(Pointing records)
------------------------------------------------

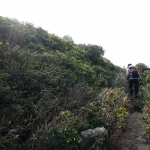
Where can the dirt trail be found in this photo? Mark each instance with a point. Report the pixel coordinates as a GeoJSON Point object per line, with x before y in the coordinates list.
{"type": "Point", "coordinates": [135, 132]}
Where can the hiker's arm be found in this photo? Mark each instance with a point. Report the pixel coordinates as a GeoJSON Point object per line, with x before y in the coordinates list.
{"type": "Point", "coordinates": [127, 76]}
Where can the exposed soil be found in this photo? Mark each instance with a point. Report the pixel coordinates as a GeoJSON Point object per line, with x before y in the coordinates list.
{"type": "Point", "coordinates": [135, 132]}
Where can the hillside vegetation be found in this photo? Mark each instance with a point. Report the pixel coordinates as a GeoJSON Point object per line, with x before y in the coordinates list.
{"type": "Point", "coordinates": [51, 89]}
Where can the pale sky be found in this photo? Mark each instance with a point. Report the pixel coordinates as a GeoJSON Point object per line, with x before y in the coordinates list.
{"type": "Point", "coordinates": [121, 27]}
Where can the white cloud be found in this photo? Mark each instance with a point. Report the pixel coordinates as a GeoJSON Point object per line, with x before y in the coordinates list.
{"type": "Point", "coordinates": [121, 27]}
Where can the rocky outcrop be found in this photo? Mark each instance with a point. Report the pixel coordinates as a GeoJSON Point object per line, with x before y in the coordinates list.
{"type": "Point", "coordinates": [88, 137]}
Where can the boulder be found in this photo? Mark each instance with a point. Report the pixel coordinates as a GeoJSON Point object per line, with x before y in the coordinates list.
{"type": "Point", "coordinates": [88, 137]}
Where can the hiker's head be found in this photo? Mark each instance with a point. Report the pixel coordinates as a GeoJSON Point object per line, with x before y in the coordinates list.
{"type": "Point", "coordinates": [129, 65]}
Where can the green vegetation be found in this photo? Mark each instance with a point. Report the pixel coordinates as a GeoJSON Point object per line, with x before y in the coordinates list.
{"type": "Point", "coordinates": [51, 89]}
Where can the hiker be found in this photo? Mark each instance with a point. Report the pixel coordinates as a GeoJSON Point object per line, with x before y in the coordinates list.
{"type": "Point", "coordinates": [133, 79]}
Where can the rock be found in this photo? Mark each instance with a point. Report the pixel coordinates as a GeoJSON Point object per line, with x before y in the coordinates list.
{"type": "Point", "coordinates": [88, 137]}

------------------------------------------------

**GIVEN PROBLEM:**
Reproduce each line exactly as it appears, omitting the pictures.

**SOLVED PROBLEM:**
Where can the dirt trail be found in this photo? Mark each instance with a point. Report the pixel coordinates as a GeoJSON Point object per line, with x before y in the coordinates list.
{"type": "Point", "coordinates": [135, 132]}
Where can the hiker's arm be found in this photo? Mark each instance with a point. Report the pixel coordinates as a GeoJSON Point object per line, with x before y in the coordinates list.
{"type": "Point", "coordinates": [127, 76]}
Where can the exposed soil be found in this photo? Mark each instance with a point. Report the pixel coordinates as a GeoJSON Point object per line, with x before y in the coordinates list.
{"type": "Point", "coordinates": [135, 132]}
Where can the hillside vegetation be found in this photo? Mark each instance with a point. Report the pixel coordinates as a GeoJSON Point object per line, with x before y in the coordinates list.
{"type": "Point", "coordinates": [51, 89]}
Where can the pale sky be found in this photo? Mark each instance with a point. Report the pixel coordinates as a GeoJSON Point object per line, with x before y in the coordinates list.
{"type": "Point", "coordinates": [121, 27]}
Where can the white cloud be found in this photo? Mark each instance with a point. Report the pixel coordinates as a GeoJSON Point object per line, with x before y in the coordinates list.
{"type": "Point", "coordinates": [121, 27]}
Where can the rocky outcrop be found in this photo? Mark each instance with a point. Report the pixel coordinates as a GeoJSON Point object per line, with x before y in the coordinates list.
{"type": "Point", "coordinates": [88, 137]}
Where can the boulder be found in this photo? Mark each instance with a point. Report the pixel coordinates as a GeoJSON Point object per line, with x before y in the coordinates list.
{"type": "Point", "coordinates": [88, 137]}
Where can the hiker's head be found in this photo? Mark each instance with a point. Report the pixel coordinates as a GeoJSON Point object per line, with x before y in the coordinates list.
{"type": "Point", "coordinates": [129, 65]}
Where can the green vegetation be found in this photo? Mark each instance with a point. Report the pixel coordinates as a GeoJSON Point object per line, with x before y in the coordinates list.
{"type": "Point", "coordinates": [51, 89]}
Where can the hiker be found in this photo? Mark each instance with a point. Report the pixel coordinates as a GeoJSON Point object per line, with x before y in the coordinates list.
{"type": "Point", "coordinates": [133, 79]}
Where can the rock be found in this photo? Mark each instance with a point. Report the pixel coordinates as a GeoJSON Point object per line, with x before y in the coordinates list.
{"type": "Point", "coordinates": [88, 137]}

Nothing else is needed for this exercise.